Could you output, word for word, the part of the page extract on NHS commissioning in Cornwall that runs from "Shields said ‘strategic" up to and including "the heart of."?

Page extract:
========

The ICB chief executive also cited the example of frailty at a local acute trust where over 40% of the beds were filled with frail patients. A quarter of over 65s admitted did not have a ‘dominant procedure' while in hospital. Shields commented: ‘This is a real opportunity to change the model of care, reducing hospital acquired deconditioning and returning capacity back to the acute trust. If a significant group of those people could be managed somewhere else, what's the opportunity for elective recovery for more complex care being delivered through those beds that would give value both to the people who move out into other services and those who get faster access?'
The ICB chief said there were also ‘massive opportunities' in terms of strategic commissioning to map where and when services are available so that patient flow doesn't automatically go to a centralised A&E.
Shields highlighted how strategic commissioning could support the shift to neighbourhood health, adding: ‘In order for neighbourhood health to work, strategic commissioners are going to have to create an infrastructure of services that neighbourhoods can use.
Cornwall and The Isles of Scilly was recognised for its groundbreaking work by being chosen as one of 43 neighbourhood health pioneers this month.
Shields said ‘strategic commissioners could help provide additional choice to neighbourhood health teams by looking at where they spend just a small amount of money and also support GPs running neighbourhood health services through population data sets, segmentation, time for clinical leadership and their ability to pull their people together.
With the support of strategic commissioners, integrated neighbourhood teams from the NHS Cornwall and the Isles of Scilly and social care local authority teams, GPs are able to work in partnership and tell the ICB which people require greatest support.
It's an exciting vision of the NHS and local authorities working in partnership to deliver joined up care and to address healthcare inequalities which Cornwall and the Isles of Scilly looks set to be at the heart of.

========

Excerpted data:
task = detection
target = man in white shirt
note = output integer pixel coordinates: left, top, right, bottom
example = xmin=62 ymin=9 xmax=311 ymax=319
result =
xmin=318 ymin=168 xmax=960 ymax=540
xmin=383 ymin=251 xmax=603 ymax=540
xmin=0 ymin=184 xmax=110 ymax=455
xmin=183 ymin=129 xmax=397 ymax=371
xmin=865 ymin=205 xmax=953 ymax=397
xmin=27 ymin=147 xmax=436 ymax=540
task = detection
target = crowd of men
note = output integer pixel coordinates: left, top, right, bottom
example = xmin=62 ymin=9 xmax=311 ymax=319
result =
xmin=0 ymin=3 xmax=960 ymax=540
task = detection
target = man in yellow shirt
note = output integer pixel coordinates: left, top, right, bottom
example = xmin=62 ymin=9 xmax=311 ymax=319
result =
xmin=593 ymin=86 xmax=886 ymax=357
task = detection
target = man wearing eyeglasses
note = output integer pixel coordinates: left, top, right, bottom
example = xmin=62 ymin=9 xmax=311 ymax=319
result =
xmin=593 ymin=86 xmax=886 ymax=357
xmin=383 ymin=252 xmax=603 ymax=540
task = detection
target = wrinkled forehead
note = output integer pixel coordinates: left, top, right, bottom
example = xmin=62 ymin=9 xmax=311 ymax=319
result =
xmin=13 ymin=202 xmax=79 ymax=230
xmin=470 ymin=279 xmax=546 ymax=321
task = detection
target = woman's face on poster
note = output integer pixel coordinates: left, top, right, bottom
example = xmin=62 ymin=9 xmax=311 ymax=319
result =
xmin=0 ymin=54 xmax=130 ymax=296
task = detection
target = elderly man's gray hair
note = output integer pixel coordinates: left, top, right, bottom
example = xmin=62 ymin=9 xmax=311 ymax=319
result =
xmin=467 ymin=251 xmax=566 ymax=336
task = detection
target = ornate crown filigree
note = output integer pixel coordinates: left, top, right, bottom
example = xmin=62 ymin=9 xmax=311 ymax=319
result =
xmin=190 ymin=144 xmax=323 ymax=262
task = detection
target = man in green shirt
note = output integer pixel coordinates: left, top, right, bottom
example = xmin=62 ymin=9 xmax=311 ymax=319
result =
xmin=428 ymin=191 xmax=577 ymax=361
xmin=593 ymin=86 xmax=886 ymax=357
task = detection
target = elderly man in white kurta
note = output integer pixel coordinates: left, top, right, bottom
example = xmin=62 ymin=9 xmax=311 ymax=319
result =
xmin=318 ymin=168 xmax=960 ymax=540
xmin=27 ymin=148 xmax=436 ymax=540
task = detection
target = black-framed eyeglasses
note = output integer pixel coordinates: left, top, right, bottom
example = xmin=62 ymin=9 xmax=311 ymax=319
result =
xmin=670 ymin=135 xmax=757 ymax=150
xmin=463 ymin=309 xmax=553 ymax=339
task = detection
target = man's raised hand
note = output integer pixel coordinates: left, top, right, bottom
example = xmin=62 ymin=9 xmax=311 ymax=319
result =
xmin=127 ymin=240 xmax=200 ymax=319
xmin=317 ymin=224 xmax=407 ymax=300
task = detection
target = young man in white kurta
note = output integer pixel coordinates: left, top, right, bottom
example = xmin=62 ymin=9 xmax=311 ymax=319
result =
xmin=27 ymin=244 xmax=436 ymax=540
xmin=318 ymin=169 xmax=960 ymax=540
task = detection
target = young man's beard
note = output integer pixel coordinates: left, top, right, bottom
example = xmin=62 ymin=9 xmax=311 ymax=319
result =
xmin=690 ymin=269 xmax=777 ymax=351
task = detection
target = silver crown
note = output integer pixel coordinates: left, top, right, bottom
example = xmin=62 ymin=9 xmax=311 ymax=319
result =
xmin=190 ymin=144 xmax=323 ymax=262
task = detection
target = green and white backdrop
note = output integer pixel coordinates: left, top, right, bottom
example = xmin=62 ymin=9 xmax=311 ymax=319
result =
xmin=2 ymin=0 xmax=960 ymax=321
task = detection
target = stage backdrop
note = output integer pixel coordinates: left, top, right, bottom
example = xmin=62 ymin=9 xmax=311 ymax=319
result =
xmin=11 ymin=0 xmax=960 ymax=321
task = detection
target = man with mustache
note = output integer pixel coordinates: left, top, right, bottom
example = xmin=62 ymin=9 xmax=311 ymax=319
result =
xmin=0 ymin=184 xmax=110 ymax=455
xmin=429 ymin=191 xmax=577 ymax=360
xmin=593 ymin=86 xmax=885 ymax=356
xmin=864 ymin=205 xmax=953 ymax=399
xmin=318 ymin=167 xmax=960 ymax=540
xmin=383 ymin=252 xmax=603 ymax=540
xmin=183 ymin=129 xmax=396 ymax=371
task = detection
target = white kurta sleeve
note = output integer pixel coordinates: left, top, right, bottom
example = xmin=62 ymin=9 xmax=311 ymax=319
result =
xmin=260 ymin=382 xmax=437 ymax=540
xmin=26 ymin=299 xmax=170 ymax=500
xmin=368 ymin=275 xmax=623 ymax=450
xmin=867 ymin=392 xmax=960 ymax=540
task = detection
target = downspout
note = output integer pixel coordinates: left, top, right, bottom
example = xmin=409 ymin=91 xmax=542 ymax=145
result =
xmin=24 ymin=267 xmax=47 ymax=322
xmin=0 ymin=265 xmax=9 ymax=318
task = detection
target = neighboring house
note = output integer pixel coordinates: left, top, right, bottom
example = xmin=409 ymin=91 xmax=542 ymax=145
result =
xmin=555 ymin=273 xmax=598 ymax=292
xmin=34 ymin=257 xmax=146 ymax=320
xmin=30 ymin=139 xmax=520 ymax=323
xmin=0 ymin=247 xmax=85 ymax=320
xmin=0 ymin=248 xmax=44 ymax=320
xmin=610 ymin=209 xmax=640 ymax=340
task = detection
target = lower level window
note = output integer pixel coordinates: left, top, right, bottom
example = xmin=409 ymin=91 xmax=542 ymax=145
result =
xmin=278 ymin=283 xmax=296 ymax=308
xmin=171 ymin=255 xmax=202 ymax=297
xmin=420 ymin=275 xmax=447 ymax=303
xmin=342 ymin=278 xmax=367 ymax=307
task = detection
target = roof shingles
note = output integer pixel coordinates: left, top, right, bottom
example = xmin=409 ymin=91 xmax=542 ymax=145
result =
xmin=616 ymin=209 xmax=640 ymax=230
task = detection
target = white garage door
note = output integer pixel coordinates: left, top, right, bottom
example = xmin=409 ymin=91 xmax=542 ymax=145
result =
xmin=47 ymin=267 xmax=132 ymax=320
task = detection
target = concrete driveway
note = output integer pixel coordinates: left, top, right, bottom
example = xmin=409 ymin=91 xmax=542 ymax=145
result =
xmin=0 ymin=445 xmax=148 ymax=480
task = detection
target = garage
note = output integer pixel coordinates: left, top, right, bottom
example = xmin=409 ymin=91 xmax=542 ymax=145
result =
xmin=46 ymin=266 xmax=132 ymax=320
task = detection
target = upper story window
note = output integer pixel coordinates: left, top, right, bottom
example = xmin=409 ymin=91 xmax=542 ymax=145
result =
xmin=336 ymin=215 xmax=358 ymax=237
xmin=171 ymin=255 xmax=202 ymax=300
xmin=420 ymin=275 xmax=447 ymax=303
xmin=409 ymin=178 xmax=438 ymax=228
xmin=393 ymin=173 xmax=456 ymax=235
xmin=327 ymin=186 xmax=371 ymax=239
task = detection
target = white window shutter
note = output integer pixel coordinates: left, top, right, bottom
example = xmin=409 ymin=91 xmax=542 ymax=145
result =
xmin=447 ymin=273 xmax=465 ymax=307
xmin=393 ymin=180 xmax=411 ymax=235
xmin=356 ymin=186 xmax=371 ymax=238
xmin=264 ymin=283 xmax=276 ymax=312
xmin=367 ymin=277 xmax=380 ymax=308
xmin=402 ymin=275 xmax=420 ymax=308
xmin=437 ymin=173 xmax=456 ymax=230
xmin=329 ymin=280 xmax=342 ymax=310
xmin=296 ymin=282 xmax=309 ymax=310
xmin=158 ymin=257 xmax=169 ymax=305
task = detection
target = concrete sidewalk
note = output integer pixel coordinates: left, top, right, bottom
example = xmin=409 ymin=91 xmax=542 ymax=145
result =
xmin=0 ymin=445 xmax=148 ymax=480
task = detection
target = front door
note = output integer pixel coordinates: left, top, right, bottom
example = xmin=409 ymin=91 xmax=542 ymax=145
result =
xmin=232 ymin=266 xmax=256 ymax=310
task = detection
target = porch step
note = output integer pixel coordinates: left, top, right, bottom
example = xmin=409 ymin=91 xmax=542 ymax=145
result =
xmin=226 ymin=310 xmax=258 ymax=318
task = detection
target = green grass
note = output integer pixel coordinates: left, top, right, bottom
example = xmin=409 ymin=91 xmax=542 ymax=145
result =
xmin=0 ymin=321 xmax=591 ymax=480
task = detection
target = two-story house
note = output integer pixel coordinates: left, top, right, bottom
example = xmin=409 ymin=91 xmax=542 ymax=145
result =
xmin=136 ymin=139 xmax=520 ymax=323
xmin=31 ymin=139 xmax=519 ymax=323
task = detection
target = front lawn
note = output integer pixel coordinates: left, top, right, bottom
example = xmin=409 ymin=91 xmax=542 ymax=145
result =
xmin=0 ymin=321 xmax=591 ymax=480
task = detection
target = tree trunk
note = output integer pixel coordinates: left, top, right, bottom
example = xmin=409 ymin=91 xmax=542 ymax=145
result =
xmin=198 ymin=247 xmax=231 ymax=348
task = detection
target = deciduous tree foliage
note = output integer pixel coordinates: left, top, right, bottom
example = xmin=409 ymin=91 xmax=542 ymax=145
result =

========

Exercise response:
Shields said ‘strategic commissioners could help provide additional choice to neighbourhood health teams by looking at where they spend just a small amount of money and also support GPs running neighbourhood health services through population data sets, segmentation, time for clinical leadership and their ability to pull their people together.
With the support of strategic commissioners, integrated neighbourhood teams from the NHS Cornwall and the Isles of Scilly and social care local authority teams, GPs are able to work in partnership and tell the ICB which people require greatest support.
It's an exciting vision of the NHS and local authorities working in partnership to deliver joined up care and to address healthcare inequalities which Cornwall and the Isles of Scilly looks set to be at the heart of.